• To be done
Copy the data from the line with "Can you find the white t-shirt?" up to and including the line with "[[821, 396]]", keeping every line unchanged.

• Dataset excerpts
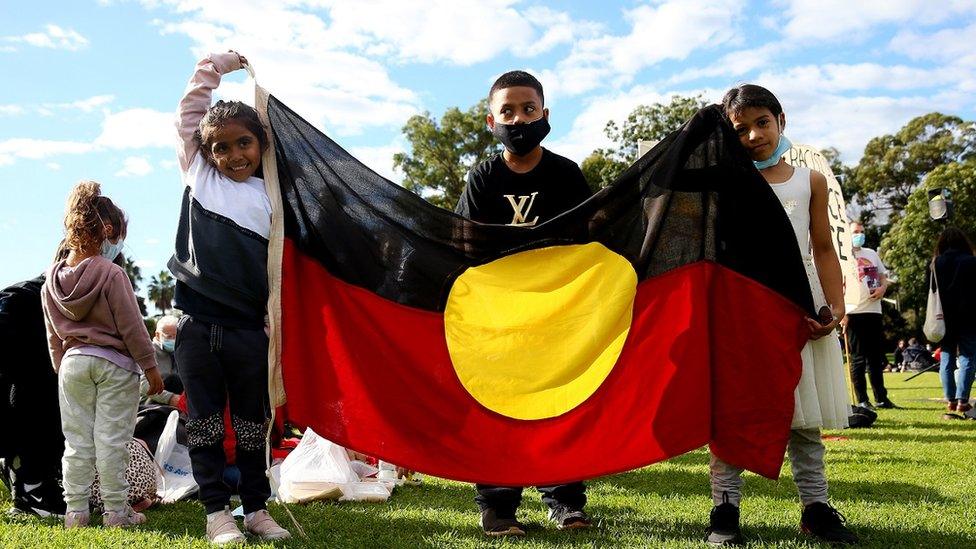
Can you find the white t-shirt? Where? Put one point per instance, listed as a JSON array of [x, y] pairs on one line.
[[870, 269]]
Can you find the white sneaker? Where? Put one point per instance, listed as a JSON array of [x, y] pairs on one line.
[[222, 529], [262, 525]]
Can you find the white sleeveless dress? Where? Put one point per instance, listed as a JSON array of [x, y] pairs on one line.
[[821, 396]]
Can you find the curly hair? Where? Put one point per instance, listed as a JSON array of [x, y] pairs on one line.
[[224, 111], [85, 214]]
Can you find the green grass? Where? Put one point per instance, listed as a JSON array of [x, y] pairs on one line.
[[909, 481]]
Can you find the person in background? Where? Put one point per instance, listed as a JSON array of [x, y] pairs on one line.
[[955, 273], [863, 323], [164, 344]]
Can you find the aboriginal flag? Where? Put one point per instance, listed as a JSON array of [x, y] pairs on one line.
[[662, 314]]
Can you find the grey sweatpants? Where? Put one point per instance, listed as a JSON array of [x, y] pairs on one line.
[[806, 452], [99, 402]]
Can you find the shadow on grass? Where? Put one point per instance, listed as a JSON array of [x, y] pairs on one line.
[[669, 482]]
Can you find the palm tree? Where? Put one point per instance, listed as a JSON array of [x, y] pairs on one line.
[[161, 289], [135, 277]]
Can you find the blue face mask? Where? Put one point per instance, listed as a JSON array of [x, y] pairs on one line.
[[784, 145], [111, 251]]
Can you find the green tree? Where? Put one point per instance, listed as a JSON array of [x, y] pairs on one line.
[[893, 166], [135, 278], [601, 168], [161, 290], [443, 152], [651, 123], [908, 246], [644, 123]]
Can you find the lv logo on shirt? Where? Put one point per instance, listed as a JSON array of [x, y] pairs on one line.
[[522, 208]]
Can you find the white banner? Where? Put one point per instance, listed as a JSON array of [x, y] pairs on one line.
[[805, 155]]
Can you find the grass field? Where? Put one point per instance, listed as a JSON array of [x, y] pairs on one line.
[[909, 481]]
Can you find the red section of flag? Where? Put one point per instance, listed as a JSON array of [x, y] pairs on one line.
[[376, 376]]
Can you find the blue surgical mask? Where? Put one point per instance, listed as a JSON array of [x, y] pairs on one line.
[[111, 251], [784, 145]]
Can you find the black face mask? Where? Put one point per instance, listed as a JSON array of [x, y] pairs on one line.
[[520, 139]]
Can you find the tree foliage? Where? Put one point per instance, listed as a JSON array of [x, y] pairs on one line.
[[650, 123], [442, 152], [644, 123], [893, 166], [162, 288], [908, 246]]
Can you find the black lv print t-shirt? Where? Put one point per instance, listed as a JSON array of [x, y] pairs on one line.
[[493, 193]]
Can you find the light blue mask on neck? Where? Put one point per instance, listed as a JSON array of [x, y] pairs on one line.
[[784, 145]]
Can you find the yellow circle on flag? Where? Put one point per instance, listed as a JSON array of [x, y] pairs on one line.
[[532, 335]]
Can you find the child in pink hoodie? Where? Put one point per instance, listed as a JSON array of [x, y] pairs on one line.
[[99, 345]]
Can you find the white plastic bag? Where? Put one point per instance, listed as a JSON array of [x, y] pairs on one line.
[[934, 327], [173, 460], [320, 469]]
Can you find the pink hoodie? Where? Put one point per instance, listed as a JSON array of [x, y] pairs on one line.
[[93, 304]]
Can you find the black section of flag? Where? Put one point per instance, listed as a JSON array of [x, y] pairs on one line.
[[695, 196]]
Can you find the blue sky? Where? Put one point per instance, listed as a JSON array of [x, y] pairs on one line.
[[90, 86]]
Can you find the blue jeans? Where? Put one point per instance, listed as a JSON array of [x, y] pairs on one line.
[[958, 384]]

* * *

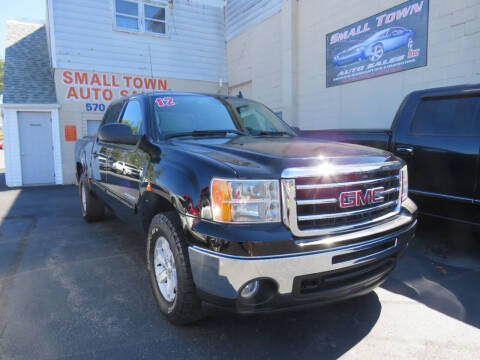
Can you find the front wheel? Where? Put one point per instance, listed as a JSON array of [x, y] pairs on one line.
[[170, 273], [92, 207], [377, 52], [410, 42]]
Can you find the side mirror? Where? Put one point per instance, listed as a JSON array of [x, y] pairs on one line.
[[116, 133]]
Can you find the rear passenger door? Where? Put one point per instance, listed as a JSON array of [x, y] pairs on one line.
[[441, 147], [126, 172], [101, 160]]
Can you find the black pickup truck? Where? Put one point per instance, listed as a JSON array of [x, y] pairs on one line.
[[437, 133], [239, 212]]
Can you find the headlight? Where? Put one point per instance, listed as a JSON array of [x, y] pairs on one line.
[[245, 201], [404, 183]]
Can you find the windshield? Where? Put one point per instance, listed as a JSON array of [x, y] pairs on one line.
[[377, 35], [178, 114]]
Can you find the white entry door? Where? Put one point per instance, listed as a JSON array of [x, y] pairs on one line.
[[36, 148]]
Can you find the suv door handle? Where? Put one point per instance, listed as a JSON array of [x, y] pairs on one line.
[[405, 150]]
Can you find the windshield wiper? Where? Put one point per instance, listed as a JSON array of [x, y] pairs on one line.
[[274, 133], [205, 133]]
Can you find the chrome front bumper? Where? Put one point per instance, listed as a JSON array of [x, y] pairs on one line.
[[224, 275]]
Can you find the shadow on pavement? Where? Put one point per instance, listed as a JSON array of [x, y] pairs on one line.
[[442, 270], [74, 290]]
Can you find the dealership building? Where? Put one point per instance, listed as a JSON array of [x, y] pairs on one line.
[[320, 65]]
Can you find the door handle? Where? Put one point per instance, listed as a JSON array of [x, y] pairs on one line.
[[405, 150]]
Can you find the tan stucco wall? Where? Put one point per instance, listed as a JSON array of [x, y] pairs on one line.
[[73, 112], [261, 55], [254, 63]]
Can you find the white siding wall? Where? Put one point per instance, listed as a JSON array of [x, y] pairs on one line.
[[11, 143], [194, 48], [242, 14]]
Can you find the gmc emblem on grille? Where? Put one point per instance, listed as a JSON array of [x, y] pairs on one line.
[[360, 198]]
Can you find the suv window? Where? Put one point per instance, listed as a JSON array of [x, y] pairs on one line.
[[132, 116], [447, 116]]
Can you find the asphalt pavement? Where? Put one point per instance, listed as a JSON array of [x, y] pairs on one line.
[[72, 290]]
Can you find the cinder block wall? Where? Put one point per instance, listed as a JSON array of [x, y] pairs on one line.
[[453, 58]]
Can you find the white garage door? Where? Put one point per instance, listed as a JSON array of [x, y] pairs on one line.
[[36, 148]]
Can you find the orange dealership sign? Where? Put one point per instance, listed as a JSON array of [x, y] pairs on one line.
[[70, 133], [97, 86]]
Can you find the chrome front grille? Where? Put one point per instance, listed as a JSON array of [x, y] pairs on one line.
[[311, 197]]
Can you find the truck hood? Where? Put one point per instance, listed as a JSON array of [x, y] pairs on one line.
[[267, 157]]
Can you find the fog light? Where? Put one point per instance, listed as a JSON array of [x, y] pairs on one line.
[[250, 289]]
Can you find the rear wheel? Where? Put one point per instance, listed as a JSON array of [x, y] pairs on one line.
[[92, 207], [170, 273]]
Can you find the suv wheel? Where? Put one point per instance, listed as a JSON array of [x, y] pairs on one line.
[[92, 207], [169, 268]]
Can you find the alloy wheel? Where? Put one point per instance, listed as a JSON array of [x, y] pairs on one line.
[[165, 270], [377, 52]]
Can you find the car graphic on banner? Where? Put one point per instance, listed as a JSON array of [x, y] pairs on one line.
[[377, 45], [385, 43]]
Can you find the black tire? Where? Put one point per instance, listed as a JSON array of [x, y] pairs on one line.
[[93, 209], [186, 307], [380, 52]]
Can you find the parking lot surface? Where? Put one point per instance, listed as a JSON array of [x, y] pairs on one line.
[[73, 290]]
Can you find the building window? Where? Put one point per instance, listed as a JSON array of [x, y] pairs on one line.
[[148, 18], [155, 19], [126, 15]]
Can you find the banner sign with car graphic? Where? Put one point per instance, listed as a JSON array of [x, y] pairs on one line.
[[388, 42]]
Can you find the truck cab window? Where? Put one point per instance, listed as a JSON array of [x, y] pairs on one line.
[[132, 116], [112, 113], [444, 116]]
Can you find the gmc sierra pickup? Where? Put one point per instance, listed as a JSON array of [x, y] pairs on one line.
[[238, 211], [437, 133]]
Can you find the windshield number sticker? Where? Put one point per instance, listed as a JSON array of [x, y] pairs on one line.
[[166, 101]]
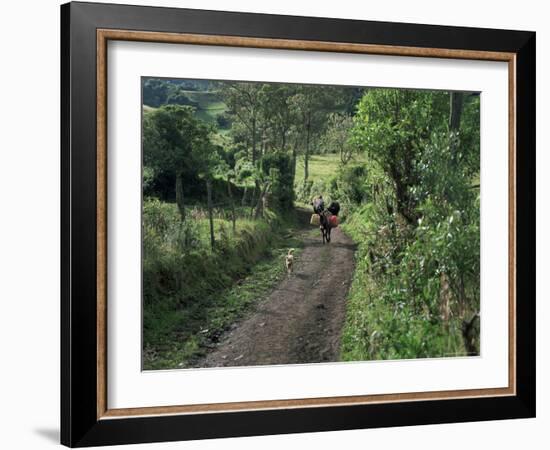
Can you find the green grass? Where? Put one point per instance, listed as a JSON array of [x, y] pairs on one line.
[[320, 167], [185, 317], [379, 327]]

• In response
Can you find the white t-shirt? Where? Put one point per instance, listed as a JSON array of [x, y] pairs on one line.
[[870, 269]]
Can you find the white sneaker? Where? Put one point per instance, listed as a JSON array of [x, y] pairs on one line.
[[222, 529], [262, 525]]
Can you find the white sleeveless dress? Where? Put one point per instance, listed as a JSON array of [x, y] pairs on one line.
[[821, 396]]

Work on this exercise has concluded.